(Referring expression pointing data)
---*---

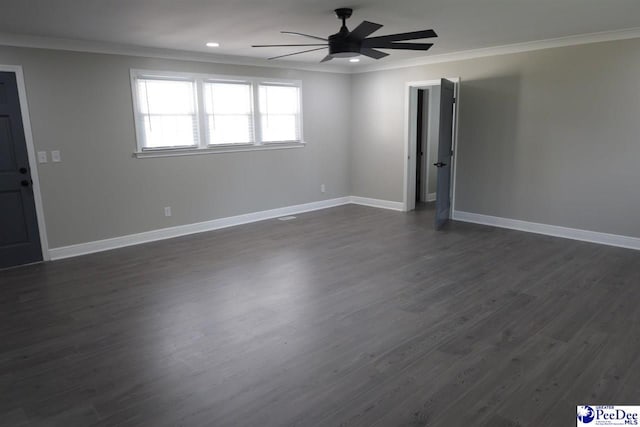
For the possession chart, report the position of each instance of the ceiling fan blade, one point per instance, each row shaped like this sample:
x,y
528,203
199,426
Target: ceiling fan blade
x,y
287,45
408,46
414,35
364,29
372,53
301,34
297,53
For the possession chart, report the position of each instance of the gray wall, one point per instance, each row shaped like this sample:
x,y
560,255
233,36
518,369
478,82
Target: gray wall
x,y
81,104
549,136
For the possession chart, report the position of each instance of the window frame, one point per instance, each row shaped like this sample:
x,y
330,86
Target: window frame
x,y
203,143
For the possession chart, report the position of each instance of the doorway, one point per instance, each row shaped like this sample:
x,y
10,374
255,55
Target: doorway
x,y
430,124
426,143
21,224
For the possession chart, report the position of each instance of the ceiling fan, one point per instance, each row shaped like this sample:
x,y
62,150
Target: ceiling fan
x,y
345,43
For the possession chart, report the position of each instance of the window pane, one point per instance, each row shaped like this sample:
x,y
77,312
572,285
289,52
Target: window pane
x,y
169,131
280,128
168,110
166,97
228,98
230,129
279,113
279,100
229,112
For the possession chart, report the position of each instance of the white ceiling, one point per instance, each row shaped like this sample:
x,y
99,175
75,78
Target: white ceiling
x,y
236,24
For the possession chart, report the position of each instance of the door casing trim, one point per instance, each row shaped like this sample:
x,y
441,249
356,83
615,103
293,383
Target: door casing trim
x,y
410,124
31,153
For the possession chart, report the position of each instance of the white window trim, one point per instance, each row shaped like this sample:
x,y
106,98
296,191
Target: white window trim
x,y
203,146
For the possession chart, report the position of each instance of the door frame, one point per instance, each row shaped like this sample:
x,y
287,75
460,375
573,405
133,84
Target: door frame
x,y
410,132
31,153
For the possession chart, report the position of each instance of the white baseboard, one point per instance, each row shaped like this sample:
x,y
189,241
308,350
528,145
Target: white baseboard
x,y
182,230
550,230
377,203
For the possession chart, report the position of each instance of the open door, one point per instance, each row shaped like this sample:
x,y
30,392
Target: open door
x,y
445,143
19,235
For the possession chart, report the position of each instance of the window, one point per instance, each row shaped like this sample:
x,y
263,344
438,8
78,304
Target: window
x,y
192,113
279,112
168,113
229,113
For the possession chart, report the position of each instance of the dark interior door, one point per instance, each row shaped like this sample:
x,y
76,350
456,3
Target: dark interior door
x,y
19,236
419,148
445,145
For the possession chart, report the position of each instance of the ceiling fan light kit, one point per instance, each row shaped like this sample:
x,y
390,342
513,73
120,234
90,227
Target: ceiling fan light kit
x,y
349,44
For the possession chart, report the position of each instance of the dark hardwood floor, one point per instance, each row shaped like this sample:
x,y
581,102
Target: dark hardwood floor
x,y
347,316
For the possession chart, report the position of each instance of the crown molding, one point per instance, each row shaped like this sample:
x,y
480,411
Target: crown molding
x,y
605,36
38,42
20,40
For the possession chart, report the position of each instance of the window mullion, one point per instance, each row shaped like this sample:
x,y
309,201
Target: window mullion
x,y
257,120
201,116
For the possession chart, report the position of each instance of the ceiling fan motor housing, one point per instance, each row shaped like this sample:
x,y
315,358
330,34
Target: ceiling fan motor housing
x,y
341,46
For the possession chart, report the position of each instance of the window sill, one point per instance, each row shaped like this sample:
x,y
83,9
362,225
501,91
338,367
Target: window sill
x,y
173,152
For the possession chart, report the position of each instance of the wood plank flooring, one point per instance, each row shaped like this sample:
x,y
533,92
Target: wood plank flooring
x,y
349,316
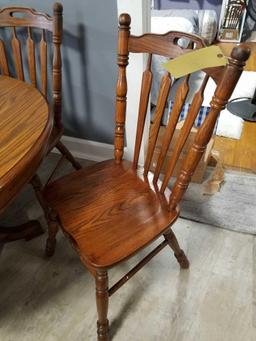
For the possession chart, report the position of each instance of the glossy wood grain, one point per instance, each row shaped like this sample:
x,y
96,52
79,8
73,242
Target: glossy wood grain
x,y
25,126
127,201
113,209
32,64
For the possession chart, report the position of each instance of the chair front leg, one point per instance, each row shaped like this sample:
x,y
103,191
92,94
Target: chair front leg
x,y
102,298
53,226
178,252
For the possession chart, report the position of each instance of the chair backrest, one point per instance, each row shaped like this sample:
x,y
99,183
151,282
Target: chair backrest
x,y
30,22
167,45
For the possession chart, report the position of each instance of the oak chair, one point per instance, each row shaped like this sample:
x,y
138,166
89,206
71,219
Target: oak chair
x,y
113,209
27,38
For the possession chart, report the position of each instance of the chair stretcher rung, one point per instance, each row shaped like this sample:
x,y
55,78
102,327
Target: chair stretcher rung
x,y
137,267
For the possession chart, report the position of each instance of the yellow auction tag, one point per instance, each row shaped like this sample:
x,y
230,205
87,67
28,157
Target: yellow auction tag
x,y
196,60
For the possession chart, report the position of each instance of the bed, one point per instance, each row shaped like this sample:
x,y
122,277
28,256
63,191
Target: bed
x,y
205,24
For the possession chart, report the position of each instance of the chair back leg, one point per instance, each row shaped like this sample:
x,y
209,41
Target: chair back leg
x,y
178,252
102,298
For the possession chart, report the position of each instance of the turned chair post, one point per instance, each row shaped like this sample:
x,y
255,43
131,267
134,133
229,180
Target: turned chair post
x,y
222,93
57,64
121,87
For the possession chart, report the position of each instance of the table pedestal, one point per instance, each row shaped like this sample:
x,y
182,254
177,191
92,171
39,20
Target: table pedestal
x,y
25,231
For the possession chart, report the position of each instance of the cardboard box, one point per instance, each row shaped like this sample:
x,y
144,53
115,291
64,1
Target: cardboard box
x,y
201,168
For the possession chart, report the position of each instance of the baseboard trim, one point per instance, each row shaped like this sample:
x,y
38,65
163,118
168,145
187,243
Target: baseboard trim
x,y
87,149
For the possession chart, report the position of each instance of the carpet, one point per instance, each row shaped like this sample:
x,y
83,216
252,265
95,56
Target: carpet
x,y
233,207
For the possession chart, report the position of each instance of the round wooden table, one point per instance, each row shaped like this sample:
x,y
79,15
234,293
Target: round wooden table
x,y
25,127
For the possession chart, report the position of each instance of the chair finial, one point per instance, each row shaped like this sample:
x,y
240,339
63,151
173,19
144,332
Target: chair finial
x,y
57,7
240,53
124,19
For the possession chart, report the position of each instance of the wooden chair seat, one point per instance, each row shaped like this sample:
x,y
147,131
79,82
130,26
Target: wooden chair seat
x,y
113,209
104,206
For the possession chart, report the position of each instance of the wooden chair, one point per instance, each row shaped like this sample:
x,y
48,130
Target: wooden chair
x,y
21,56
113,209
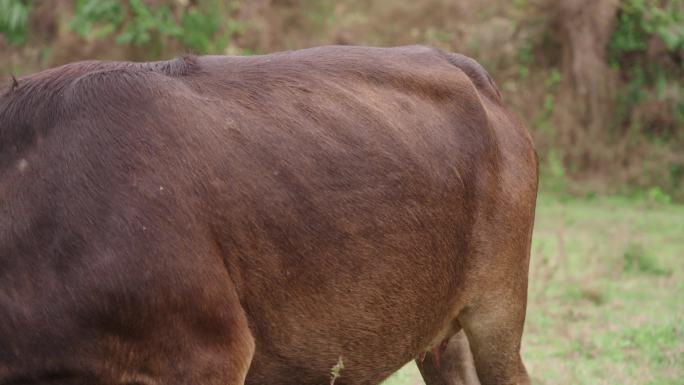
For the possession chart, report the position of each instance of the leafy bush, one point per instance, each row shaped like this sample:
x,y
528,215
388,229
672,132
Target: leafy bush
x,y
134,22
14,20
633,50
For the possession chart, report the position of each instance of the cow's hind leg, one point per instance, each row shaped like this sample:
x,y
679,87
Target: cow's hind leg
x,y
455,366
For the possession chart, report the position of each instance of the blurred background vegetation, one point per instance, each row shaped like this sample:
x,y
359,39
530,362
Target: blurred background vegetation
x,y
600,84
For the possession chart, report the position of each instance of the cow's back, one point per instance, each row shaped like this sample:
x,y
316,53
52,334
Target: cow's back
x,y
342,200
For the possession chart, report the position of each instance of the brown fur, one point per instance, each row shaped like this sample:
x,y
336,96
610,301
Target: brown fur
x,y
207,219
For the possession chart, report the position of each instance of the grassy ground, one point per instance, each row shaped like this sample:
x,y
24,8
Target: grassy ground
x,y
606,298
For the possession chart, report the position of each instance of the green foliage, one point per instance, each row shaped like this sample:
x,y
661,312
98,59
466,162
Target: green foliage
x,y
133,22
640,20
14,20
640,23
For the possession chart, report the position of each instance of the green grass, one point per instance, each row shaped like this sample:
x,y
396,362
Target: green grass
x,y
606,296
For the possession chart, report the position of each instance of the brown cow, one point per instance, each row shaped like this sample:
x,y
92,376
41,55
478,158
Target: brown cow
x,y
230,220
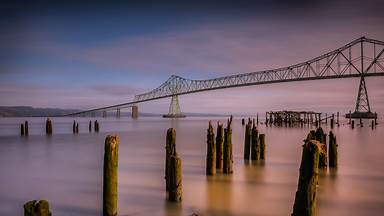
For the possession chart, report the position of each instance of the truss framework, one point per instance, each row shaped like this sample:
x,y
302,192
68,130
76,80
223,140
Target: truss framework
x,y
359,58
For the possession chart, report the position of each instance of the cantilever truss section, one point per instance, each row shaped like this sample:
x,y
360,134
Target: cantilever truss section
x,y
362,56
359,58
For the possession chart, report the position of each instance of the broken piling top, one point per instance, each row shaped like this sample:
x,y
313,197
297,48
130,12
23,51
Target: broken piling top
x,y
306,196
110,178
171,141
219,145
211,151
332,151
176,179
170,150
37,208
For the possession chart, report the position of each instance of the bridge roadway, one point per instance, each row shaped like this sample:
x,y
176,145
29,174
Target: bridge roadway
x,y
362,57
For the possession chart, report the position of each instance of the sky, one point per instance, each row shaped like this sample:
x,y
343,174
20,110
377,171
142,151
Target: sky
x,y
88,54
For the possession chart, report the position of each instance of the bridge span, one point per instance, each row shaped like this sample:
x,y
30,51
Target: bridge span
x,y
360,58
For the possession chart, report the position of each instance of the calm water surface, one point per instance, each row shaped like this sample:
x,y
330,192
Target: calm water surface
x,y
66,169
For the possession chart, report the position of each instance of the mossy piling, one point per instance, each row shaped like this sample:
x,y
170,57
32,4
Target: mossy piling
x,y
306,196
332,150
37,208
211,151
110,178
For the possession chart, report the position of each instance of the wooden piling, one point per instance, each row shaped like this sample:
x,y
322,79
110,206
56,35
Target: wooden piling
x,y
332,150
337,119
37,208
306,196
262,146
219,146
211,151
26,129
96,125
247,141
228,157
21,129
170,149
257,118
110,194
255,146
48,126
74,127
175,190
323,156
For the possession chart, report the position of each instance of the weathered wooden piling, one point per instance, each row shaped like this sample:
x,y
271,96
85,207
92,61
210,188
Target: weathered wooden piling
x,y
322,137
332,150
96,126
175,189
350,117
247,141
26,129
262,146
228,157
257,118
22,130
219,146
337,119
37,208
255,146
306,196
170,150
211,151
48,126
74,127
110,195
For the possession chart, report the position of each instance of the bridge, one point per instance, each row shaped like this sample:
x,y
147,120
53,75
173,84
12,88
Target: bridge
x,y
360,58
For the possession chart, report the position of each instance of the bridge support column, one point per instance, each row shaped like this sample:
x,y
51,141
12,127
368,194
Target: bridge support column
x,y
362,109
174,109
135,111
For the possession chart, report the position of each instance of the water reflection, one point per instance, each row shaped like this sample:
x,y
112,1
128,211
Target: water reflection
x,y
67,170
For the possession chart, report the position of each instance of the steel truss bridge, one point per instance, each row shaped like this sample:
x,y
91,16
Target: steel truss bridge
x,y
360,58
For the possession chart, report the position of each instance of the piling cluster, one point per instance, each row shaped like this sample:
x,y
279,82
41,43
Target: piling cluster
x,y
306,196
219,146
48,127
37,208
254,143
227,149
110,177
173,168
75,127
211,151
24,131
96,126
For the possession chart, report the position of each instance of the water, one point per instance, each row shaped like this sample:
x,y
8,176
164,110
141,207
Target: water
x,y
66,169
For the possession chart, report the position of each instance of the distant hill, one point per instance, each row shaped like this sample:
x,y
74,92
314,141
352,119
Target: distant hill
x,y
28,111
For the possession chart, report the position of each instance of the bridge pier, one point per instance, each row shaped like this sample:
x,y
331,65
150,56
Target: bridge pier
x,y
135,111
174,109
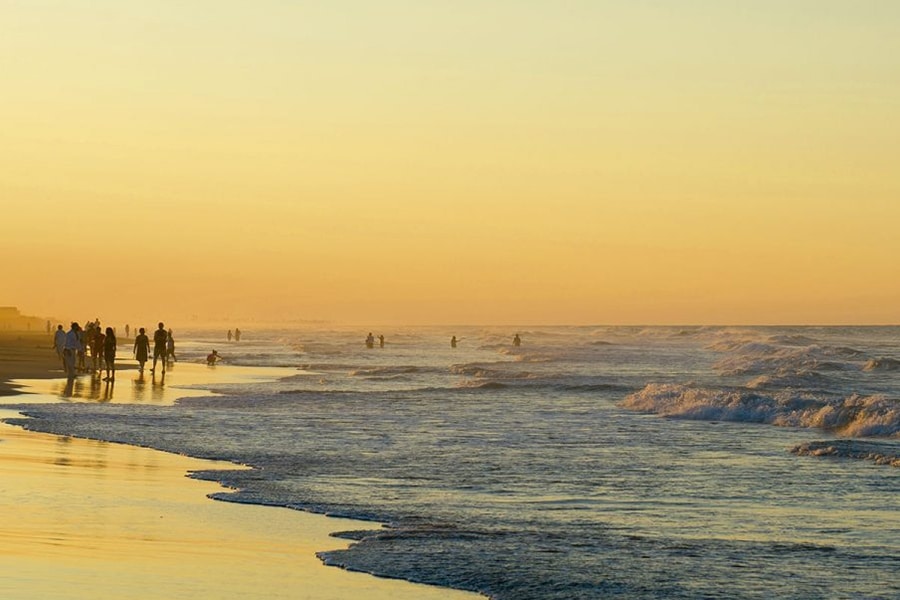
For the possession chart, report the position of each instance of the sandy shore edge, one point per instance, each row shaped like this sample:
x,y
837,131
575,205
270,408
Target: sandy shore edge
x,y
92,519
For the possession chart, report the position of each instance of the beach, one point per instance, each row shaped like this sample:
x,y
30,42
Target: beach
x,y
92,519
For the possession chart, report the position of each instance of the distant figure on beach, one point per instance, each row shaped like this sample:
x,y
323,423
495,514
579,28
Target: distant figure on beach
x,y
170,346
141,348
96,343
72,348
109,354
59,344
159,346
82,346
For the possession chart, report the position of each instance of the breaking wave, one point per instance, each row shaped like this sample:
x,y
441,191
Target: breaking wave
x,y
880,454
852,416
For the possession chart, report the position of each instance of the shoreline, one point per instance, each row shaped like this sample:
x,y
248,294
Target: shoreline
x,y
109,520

---*---

Transcribe exactly, please, the lines from the one with "of the breaking" to the last line of the entries above, ends included.

For the possession chart, report the position of each instance of the breaking wave, one point per instance, each row shaped like this sample:
x,y
441,191
Target: breaking wave
x,y
880,454
852,416
For the possession chart, report the position of each instance of the shoreline, one point per instance, each row shaped like this sample:
x,y
248,294
Target: shoreline
x,y
109,520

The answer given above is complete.